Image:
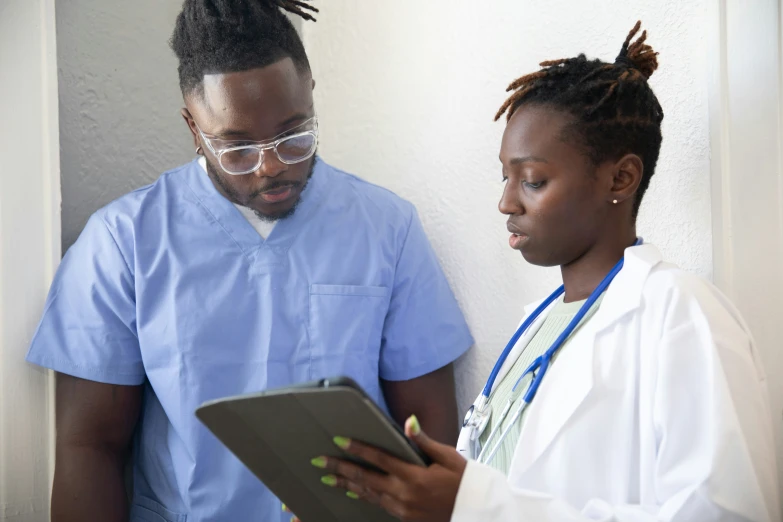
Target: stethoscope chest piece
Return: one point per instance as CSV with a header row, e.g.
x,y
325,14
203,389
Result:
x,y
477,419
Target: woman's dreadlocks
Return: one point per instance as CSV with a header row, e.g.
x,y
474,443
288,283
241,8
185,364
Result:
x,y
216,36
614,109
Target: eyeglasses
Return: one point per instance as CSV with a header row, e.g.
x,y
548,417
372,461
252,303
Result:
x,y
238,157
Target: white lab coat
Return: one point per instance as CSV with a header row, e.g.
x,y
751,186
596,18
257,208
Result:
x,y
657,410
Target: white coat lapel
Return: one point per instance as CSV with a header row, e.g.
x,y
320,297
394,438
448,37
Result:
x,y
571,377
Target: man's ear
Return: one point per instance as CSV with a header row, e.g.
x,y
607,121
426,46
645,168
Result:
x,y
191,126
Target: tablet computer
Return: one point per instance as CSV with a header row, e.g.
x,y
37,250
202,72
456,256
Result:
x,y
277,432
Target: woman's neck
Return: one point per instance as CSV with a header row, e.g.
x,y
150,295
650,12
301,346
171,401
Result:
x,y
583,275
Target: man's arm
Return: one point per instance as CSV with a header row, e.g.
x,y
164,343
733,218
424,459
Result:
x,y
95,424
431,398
---+---
### [Task description]
Reproduce every line in the records above that contains the word "white".

### [Solution to the problem]
Target: white lab coat
Target: white coat lapel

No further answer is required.